**Goal:** Reproduce, character for character, the stretch of the records from the line containing "For every instance of the pedestrian, set" through the line containing "953], [202, 913]]", both included, and nothing else.

**Stored rows:**
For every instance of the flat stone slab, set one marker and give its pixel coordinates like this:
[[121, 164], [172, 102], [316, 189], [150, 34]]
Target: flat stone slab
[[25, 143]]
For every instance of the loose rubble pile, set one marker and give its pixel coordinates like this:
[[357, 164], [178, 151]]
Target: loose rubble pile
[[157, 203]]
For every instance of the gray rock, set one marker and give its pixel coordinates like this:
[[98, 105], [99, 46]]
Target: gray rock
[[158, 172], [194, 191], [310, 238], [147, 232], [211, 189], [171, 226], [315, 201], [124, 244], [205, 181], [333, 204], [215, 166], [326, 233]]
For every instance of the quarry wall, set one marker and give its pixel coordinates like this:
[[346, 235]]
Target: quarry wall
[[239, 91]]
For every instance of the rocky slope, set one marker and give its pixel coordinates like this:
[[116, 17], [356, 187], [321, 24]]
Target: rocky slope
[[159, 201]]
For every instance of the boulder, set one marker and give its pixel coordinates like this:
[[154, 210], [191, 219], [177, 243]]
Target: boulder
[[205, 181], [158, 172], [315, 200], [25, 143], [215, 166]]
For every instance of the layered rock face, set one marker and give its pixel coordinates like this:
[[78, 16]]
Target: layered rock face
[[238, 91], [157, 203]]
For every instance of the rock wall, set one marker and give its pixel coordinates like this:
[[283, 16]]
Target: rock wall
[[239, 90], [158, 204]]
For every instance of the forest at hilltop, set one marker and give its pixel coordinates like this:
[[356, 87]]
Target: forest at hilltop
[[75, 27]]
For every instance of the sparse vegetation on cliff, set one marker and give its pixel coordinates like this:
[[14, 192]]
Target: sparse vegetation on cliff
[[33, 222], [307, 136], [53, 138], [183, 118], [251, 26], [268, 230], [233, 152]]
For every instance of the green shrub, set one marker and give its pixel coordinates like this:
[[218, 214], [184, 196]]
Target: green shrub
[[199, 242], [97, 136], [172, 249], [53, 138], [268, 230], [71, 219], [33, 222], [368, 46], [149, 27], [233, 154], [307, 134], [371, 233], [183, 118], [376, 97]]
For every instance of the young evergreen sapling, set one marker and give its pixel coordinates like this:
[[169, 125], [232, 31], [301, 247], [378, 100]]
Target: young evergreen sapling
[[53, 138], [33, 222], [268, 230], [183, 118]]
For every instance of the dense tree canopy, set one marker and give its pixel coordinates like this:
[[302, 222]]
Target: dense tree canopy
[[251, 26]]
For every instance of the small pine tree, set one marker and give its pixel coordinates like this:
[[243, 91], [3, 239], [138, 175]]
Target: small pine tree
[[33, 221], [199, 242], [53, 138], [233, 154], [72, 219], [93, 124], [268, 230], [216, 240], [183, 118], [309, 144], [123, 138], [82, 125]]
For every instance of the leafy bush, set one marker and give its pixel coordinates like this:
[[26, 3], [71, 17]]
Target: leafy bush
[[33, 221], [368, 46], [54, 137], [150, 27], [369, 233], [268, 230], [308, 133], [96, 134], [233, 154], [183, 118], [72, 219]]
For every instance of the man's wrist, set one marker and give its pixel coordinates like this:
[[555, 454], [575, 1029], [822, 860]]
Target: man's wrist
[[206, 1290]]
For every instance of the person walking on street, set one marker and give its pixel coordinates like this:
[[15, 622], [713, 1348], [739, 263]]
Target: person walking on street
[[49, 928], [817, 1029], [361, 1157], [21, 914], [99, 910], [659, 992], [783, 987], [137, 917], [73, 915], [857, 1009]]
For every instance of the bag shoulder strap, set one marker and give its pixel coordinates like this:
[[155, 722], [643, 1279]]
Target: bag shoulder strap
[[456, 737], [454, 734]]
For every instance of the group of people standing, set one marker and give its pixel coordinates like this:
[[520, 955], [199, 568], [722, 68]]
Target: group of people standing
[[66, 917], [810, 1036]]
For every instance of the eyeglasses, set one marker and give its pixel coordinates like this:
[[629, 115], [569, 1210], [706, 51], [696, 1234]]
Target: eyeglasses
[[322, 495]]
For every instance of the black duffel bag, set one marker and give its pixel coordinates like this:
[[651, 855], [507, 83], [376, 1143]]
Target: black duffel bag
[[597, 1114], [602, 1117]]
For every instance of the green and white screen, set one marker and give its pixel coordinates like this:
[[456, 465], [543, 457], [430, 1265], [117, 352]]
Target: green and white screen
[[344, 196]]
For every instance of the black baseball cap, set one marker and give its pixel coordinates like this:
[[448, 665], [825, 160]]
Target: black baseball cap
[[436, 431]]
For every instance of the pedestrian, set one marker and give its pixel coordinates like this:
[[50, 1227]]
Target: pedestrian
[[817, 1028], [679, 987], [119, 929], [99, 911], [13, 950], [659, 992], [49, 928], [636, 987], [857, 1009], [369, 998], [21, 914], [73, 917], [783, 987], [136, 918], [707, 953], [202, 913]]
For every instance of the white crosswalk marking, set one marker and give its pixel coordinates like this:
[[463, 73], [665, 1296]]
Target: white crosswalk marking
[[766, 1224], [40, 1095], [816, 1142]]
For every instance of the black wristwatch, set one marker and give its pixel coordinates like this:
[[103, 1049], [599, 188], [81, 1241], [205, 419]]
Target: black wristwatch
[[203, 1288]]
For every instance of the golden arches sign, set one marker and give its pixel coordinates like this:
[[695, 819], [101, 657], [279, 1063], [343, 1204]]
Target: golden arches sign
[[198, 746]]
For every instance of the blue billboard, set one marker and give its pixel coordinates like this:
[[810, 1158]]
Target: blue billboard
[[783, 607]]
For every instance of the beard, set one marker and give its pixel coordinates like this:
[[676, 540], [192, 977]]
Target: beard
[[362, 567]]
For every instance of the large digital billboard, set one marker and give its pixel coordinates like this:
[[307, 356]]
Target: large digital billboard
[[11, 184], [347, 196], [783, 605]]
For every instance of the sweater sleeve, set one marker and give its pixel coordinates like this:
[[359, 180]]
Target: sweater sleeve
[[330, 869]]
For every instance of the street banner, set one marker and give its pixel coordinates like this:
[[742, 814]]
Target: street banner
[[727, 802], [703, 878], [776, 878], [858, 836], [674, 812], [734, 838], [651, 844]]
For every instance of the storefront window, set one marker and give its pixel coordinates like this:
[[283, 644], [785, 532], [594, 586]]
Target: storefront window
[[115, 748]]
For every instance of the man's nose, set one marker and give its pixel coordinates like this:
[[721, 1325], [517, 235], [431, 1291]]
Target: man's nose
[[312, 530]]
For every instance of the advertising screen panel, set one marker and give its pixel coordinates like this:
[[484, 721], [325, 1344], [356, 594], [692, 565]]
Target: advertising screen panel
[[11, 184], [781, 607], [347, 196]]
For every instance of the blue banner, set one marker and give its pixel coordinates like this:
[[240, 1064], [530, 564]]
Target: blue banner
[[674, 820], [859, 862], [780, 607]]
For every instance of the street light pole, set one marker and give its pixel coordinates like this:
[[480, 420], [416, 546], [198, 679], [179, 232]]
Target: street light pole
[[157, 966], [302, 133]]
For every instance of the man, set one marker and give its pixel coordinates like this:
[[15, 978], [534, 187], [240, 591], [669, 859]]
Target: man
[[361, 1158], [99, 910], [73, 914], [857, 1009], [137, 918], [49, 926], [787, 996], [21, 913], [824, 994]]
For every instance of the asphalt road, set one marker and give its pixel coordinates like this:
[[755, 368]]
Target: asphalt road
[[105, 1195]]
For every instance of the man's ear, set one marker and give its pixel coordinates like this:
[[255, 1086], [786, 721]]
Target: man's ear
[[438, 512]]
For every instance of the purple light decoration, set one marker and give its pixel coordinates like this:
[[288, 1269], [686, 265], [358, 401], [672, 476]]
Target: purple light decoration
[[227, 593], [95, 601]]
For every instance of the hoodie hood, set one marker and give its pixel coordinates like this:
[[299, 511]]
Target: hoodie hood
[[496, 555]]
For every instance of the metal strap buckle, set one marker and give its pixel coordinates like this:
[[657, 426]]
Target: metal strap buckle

**Exercise result:**
For every instance of the pedestrian, set one marker and give its pixel coordinates like this:
[[50, 1227]]
Target: pedestrian
[[817, 1028], [679, 987], [119, 929], [99, 911], [13, 950], [659, 992], [49, 928], [636, 987], [857, 1009], [369, 998], [21, 914], [73, 917], [783, 987], [136, 918], [707, 953], [202, 913]]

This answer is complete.